▶ **To-do item**:
Report how many of the lines below contain the string "positive", matching case exactly, and give only the number.
►
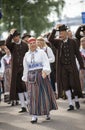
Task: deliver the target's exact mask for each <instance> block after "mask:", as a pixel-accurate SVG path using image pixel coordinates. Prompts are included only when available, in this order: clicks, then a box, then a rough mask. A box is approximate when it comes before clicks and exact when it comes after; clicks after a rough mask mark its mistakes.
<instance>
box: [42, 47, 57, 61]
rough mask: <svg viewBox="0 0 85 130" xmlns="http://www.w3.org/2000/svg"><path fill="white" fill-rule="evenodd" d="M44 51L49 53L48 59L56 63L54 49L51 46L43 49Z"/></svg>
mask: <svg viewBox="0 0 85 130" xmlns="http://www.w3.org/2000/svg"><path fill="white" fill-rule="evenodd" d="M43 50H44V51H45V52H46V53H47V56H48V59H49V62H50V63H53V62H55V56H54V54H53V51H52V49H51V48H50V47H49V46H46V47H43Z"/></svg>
◄
►
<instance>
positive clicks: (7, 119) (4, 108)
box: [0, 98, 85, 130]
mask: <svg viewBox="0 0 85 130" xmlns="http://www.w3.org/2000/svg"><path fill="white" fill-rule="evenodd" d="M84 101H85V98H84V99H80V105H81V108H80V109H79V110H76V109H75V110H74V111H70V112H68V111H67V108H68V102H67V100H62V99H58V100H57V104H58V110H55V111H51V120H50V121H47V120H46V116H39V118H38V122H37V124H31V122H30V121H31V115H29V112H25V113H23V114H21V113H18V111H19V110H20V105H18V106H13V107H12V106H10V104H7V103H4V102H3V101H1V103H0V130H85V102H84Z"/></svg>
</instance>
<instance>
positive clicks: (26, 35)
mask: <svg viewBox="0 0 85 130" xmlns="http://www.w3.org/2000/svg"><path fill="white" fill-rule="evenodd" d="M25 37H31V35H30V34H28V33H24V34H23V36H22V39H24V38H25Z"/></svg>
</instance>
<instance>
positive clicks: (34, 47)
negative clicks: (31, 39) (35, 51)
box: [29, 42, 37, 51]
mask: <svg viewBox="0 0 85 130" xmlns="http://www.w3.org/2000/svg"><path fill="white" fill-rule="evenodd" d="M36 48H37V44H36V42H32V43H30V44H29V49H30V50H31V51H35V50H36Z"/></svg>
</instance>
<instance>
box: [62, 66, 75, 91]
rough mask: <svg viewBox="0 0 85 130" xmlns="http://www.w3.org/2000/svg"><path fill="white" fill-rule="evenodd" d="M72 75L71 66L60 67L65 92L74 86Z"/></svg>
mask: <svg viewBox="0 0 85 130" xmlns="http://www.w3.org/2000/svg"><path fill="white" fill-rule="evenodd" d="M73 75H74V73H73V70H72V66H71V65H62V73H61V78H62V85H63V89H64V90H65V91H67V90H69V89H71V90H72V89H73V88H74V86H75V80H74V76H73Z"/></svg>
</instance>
◄
▶ **Answer box**:
3